— WRITTEN INSTRUCTION —
Return each line of the records below that contains the string "wildflower", matching its case.

Region annotation entries
☆ ☆ ☆ ☆ ☆ ☆ ☆
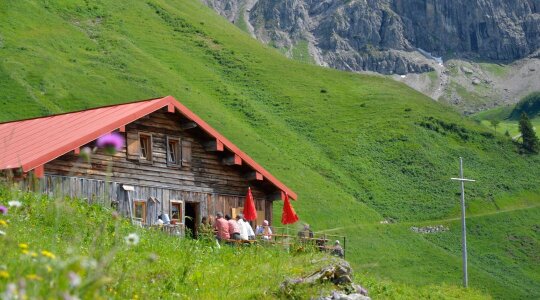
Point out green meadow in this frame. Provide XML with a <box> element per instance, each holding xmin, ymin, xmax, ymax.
<box><xmin>0</xmin><ymin>0</ymin><xmax>540</xmax><ymax>299</ymax></box>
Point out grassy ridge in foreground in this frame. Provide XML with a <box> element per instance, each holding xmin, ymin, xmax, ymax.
<box><xmin>0</xmin><ymin>188</ymin><xmax>485</xmax><ymax>299</ymax></box>
<box><xmin>0</xmin><ymin>0</ymin><xmax>540</xmax><ymax>298</ymax></box>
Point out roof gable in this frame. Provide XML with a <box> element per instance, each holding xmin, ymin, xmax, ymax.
<box><xmin>0</xmin><ymin>96</ymin><xmax>297</xmax><ymax>199</ymax></box>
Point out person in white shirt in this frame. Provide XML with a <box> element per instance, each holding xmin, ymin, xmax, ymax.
<box><xmin>236</xmin><ymin>214</ymin><xmax>253</xmax><ymax>241</ymax></box>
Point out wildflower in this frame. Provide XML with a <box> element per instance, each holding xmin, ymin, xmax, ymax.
<box><xmin>62</xmin><ymin>292</ymin><xmax>79</xmax><ymax>300</ymax></box>
<box><xmin>124</xmin><ymin>233</ymin><xmax>139</xmax><ymax>246</ymax></box>
<box><xmin>96</xmin><ymin>132</ymin><xmax>124</xmax><ymax>155</ymax></box>
<box><xmin>148</xmin><ymin>253</ymin><xmax>159</xmax><ymax>262</ymax></box>
<box><xmin>8</xmin><ymin>200</ymin><xmax>22</xmax><ymax>208</ymax></box>
<box><xmin>26</xmin><ymin>274</ymin><xmax>43</xmax><ymax>281</ymax></box>
<box><xmin>0</xmin><ymin>283</ymin><xmax>19</xmax><ymax>299</ymax></box>
<box><xmin>79</xmin><ymin>147</ymin><xmax>92</xmax><ymax>162</ymax></box>
<box><xmin>81</xmin><ymin>258</ymin><xmax>97</xmax><ymax>270</ymax></box>
<box><xmin>41</xmin><ymin>250</ymin><xmax>56</xmax><ymax>259</ymax></box>
<box><xmin>68</xmin><ymin>272</ymin><xmax>82</xmax><ymax>288</ymax></box>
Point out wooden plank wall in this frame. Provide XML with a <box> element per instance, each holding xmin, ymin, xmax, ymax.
<box><xmin>39</xmin><ymin>174</ymin><xmax>271</xmax><ymax>224</ymax></box>
<box><xmin>45</xmin><ymin>109</ymin><xmax>272</xmax><ymax>223</ymax></box>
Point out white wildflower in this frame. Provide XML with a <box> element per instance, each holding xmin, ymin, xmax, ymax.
<box><xmin>124</xmin><ymin>233</ymin><xmax>139</xmax><ymax>246</ymax></box>
<box><xmin>8</xmin><ymin>200</ymin><xmax>22</xmax><ymax>208</ymax></box>
<box><xmin>81</xmin><ymin>258</ymin><xmax>97</xmax><ymax>270</ymax></box>
<box><xmin>1</xmin><ymin>283</ymin><xmax>19</xmax><ymax>299</ymax></box>
<box><xmin>68</xmin><ymin>272</ymin><xmax>82</xmax><ymax>288</ymax></box>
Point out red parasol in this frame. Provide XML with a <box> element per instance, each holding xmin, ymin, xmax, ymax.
<box><xmin>243</xmin><ymin>187</ymin><xmax>257</xmax><ymax>221</ymax></box>
<box><xmin>281</xmin><ymin>192</ymin><xmax>298</xmax><ymax>224</ymax></box>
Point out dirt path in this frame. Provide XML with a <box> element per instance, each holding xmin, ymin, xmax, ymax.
<box><xmin>316</xmin><ymin>203</ymin><xmax>540</xmax><ymax>233</ymax></box>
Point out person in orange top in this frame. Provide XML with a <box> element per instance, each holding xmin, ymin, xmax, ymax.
<box><xmin>214</xmin><ymin>212</ymin><xmax>231</xmax><ymax>242</ymax></box>
<box><xmin>225</xmin><ymin>215</ymin><xmax>240</xmax><ymax>240</ymax></box>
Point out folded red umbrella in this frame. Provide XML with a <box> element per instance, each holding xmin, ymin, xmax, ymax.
<box><xmin>243</xmin><ymin>187</ymin><xmax>257</xmax><ymax>221</ymax></box>
<box><xmin>281</xmin><ymin>193</ymin><xmax>298</xmax><ymax>224</ymax></box>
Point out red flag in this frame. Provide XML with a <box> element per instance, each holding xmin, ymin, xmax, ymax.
<box><xmin>281</xmin><ymin>193</ymin><xmax>298</xmax><ymax>224</ymax></box>
<box><xmin>243</xmin><ymin>187</ymin><xmax>257</xmax><ymax>221</ymax></box>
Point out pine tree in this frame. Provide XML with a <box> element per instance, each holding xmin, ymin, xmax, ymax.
<box><xmin>519</xmin><ymin>112</ymin><xmax>539</xmax><ymax>153</ymax></box>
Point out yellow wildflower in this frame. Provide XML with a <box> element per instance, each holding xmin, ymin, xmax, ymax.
<box><xmin>41</xmin><ymin>250</ymin><xmax>56</xmax><ymax>259</ymax></box>
<box><xmin>26</xmin><ymin>274</ymin><xmax>43</xmax><ymax>281</ymax></box>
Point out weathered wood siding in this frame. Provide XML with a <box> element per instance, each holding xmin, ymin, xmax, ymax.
<box><xmin>44</xmin><ymin>110</ymin><xmax>272</xmax><ymax>223</ymax></box>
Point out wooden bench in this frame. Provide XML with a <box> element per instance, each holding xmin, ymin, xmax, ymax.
<box><xmin>222</xmin><ymin>239</ymin><xmax>257</xmax><ymax>245</ymax></box>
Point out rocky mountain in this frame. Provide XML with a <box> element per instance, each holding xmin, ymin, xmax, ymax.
<box><xmin>203</xmin><ymin>0</ymin><xmax>540</xmax><ymax>112</ymax></box>
<box><xmin>206</xmin><ymin>0</ymin><xmax>540</xmax><ymax>74</ymax></box>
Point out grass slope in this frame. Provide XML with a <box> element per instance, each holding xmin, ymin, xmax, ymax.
<box><xmin>0</xmin><ymin>0</ymin><xmax>540</xmax><ymax>298</ymax></box>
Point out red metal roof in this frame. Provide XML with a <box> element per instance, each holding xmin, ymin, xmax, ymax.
<box><xmin>0</xmin><ymin>96</ymin><xmax>297</xmax><ymax>199</ymax></box>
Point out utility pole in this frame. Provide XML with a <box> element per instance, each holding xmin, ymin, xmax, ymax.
<box><xmin>450</xmin><ymin>157</ymin><xmax>475</xmax><ymax>287</ymax></box>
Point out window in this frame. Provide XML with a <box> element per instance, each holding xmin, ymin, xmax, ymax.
<box><xmin>167</xmin><ymin>137</ymin><xmax>181</xmax><ymax>165</ymax></box>
<box><xmin>139</xmin><ymin>134</ymin><xmax>152</xmax><ymax>161</ymax></box>
<box><xmin>133</xmin><ymin>201</ymin><xmax>146</xmax><ymax>223</ymax></box>
<box><xmin>171</xmin><ymin>200</ymin><xmax>184</xmax><ymax>223</ymax></box>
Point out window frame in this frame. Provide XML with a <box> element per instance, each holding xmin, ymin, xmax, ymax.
<box><xmin>139</xmin><ymin>132</ymin><xmax>154</xmax><ymax>163</ymax></box>
<box><xmin>165</xmin><ymin>136</ymin><xmax>182</xmax><ymax>167</ymax></box>
<box><xmin>133</xmin><ymin>200</ymin><xmax>147</xmax><ymax>224</ymax></box>
<box><xmin>169</xmin><ymin>200</ymin><xmax>185</xmax><ymax>224</ymax></box>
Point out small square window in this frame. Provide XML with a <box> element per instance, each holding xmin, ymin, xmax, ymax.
<box><xmin>139</xmin><ymin>134</ymin><xmax>152</xmax><ymax>161</ymax></box>
<box><xmin>171</xmin><ymin>200</ymin><xmax>184</xmax><ymax>223</ymax></box>
<box><xmin>167</xmin><ymin>138</ymin><xmax>180</xmax><ymax>165</ymax></box>
<box><xmin>133</xmin><ymin>201</ymin><xmax>146</xmax><ymax>223</ymax></box>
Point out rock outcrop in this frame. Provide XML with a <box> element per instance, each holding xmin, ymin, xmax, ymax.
<box><xmin>280</xmin><ymin>260</ymin><xmax>370</xmax><ymax>300</ymax></box>
<box><xmin>203</xmin><ymin>0</ymin><xmax>540</xmax><ymax>74</ymax></box>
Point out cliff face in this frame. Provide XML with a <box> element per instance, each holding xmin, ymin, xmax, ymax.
<box><xmin>206</xmin><ymin>0</ymin><xmax>540</xmax><ymax>74</ymax></box>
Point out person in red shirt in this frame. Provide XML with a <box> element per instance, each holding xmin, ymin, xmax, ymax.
☆ ☆ ☆ ☆ ☆ ☆ ☆
— TASK SOLUTION —
Point out wildflower in this frame. Provide XML with a <box> element per instance, each holding xmin, ymin, xmax, ymax.
Point out white wildflower in this frame. Provide XML with a <box> element per instance, each holding xmin, ymin, xmax, ymax.
Point out yellow wildflower in this frame. Provide XML with a <box> element per instance, each holding xmin, ymin, xmax, ymax.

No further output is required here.